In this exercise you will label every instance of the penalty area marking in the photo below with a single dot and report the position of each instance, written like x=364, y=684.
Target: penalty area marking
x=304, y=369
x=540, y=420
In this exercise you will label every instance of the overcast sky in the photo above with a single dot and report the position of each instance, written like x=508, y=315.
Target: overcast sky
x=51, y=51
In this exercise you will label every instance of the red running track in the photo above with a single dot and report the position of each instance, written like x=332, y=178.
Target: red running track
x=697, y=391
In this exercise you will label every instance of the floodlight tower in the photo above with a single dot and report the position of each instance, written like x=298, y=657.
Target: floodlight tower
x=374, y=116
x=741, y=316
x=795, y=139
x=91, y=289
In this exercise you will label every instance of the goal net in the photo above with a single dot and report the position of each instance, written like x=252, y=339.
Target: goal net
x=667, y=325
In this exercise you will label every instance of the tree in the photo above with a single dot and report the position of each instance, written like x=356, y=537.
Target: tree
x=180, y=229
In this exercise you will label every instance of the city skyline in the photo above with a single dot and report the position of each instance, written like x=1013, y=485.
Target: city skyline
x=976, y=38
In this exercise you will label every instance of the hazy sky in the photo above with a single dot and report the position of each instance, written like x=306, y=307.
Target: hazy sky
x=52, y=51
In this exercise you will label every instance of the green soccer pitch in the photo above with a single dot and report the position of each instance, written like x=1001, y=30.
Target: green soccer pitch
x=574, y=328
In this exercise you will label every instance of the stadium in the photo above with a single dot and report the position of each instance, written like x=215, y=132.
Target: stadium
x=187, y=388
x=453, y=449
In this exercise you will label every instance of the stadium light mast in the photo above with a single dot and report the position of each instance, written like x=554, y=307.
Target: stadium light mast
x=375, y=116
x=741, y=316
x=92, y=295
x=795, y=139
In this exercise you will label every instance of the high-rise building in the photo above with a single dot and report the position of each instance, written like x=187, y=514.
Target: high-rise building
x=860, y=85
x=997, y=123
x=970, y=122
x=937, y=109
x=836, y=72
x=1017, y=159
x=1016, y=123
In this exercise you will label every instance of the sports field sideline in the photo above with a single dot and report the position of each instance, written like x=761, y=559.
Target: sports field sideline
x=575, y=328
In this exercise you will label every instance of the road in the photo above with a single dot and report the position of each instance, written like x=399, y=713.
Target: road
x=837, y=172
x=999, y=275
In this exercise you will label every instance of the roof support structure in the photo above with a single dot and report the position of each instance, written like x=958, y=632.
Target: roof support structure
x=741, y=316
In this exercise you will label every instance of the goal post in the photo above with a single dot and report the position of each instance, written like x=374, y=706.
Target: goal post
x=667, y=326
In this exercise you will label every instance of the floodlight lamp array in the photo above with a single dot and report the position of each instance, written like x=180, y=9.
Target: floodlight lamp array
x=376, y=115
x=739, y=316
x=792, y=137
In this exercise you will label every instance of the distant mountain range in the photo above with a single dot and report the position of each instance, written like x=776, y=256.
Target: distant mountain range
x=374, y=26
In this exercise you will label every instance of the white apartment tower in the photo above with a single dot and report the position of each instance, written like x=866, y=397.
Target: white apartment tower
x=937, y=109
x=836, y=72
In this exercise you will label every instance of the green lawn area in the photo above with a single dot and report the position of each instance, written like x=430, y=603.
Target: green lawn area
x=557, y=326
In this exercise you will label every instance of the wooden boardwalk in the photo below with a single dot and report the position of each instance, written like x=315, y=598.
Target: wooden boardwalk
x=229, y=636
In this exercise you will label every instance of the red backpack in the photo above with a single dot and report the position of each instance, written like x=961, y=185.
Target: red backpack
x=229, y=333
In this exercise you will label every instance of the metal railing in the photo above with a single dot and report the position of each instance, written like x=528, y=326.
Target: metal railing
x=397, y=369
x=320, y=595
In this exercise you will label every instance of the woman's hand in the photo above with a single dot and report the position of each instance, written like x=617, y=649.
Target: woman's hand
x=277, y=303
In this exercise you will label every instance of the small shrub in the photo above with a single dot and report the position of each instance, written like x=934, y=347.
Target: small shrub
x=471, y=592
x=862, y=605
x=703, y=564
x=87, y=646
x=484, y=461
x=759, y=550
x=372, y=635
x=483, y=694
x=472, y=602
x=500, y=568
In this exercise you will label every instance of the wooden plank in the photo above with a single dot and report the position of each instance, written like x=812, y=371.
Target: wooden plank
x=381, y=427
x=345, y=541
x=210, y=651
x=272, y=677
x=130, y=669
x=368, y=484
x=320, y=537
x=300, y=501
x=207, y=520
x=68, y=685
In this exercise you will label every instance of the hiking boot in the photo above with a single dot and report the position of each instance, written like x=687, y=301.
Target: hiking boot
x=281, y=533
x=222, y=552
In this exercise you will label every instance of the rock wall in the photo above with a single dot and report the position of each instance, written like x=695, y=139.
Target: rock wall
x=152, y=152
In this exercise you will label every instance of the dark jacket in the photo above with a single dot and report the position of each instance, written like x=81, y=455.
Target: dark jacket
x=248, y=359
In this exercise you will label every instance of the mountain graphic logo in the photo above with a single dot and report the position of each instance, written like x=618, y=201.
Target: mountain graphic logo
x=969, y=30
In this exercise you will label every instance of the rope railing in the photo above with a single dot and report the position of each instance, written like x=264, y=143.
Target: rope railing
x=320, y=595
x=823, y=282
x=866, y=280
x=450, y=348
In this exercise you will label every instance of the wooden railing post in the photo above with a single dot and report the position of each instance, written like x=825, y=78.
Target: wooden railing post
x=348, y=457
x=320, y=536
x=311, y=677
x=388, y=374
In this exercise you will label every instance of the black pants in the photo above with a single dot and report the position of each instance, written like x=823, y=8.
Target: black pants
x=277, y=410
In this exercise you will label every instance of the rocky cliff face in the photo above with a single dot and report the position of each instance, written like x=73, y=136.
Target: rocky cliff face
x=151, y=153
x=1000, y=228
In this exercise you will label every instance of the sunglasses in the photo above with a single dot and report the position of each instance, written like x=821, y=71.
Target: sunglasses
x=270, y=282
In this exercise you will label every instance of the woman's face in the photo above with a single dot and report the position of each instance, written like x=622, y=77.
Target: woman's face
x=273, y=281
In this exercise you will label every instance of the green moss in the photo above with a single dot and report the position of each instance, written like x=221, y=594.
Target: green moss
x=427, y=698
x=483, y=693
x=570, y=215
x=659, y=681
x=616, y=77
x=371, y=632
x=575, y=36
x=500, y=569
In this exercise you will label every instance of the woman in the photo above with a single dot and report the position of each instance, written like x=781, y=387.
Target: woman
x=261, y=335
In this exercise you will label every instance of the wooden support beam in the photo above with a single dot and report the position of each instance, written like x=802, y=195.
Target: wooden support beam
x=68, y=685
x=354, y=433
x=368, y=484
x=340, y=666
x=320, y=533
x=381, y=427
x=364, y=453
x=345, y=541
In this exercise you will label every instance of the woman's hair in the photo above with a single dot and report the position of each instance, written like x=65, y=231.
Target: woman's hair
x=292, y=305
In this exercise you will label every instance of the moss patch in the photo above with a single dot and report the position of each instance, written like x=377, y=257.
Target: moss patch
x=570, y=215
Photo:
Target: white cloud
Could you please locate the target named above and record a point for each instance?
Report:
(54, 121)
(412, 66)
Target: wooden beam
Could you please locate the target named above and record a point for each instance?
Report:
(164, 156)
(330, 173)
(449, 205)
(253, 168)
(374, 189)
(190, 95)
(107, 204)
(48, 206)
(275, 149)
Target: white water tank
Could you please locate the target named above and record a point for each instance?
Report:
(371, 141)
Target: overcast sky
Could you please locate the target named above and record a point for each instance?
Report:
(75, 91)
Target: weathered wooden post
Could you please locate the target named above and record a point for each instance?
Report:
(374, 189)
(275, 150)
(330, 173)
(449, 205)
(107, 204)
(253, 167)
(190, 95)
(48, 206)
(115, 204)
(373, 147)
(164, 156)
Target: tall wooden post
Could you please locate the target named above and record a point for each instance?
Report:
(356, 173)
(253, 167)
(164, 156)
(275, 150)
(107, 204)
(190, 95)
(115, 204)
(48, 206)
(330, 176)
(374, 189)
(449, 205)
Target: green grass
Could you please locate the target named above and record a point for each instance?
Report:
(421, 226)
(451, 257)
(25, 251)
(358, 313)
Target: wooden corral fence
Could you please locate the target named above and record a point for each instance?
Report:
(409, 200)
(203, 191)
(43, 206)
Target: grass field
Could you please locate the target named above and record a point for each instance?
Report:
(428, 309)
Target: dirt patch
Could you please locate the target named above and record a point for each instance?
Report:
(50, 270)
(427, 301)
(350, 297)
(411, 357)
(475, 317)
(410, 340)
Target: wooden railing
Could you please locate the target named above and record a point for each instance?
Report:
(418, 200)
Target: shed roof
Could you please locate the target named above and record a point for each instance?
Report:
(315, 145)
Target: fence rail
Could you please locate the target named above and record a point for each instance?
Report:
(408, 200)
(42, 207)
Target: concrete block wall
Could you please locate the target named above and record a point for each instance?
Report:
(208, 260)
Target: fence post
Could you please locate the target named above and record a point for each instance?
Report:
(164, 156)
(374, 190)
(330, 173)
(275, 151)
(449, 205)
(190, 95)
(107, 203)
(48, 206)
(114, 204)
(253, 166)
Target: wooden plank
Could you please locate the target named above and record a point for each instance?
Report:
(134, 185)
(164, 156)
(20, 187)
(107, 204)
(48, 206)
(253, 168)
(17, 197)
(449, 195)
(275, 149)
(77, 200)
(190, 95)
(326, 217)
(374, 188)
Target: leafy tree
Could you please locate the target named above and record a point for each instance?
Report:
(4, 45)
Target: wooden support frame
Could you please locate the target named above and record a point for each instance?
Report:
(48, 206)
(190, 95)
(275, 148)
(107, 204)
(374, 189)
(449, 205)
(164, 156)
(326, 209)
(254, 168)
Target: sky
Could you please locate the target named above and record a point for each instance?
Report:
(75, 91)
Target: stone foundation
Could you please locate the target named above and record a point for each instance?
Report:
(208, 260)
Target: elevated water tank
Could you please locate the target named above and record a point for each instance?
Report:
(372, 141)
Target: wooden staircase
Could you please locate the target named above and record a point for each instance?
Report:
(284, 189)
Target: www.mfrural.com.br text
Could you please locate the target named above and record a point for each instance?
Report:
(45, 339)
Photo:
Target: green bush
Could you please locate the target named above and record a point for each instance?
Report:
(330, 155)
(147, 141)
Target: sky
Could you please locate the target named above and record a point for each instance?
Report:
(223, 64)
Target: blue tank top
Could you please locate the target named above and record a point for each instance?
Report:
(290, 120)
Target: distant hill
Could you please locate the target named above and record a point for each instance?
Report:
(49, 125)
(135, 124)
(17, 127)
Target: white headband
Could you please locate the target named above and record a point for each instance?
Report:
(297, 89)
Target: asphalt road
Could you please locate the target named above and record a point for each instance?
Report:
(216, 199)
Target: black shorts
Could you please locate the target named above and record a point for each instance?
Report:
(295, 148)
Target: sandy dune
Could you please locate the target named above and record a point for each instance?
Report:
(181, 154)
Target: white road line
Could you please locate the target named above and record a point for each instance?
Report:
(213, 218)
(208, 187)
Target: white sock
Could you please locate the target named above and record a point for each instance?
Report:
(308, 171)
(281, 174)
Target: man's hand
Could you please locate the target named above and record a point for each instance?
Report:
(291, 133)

Description of the task>
Set down precisely the lines above between the line holding "like x=65, y=231." and the line holding "Target: shed roof", inclusive, and nothing beyond them.

Response to this exercise>
In this exercise you will label every instance of the woman's hair in the photo above with a single dot and report the position of each instance, written like x=65, y=231.
Target: woman's hair
x=292, y=305
In this exercise you will label every instance of the moss patch in the photo above with a single dot and report the position of each instance, written like x=377, y=257.
Target: moss patch
x=570, y=215
Photo:
Target: white cloud
Could you please locate the target named above and record a point for each instance?
Report:
(54, 121)
(412, 66)
Target: wooden beam
Could you please locate the target named above and record a point for each instance?
Report:
(164, 156)
(330, 173)
(449, 205)
(253, 168)
(374, 189)
(190, 95)
(107, 204)
(48, 206)
(275, 149)
Target: white water tank
Could you please locate the target named above and record a point for each instance?
Report:
(371, 141)
Target: overcast sky
Could you please locate the target named above and record a point for each instance?
Report:
(75, 91)
Target: weathered wooden post
Could you please locate the target named above and record a point for each instance?
Report:
(374, 189)
(275, 150)
(330, 173)
(449, 205)
(107, 204)
(253, 167)
(190, 95)
(48, 206)
(115, 204)
(373, 147)
(164, 156)
Target: tall wooden post
Could you please locate the target named above and record a point for each instance?
Report:
(356, 173)
(253, 167)
(164, 156)
(275, 150)
(107, 204)
(190, 95)
(115, 204)
(48, 206)
(330, 176)
(374, 189)
(449, 205)
Target: green grass
Could you please locate the target named above and record a point for each instance?
Report:
(421, 226)
(451, 257)
(25, 251)
(358, 313)
Target: wooden corral fence
Could you please locate the target named above and record a point for each instance?
Report:
(409, 200)
(203, 191)
(43, 206)
Target: grass field
Could you please locate the target named above and record a point for each instance?
Report:
(428, 309)
Target: dirt patch
Could you please locate the target named above and record a point for each instance?
Report:
(50, 270)
(427, 301)
(350, 297)
(411, 357)
(475, 317)
(410, 340)
Target: wooden railing
Could you please locate the target named above and record a point for each instance?
Report:
(418, 200)
Target: shed roof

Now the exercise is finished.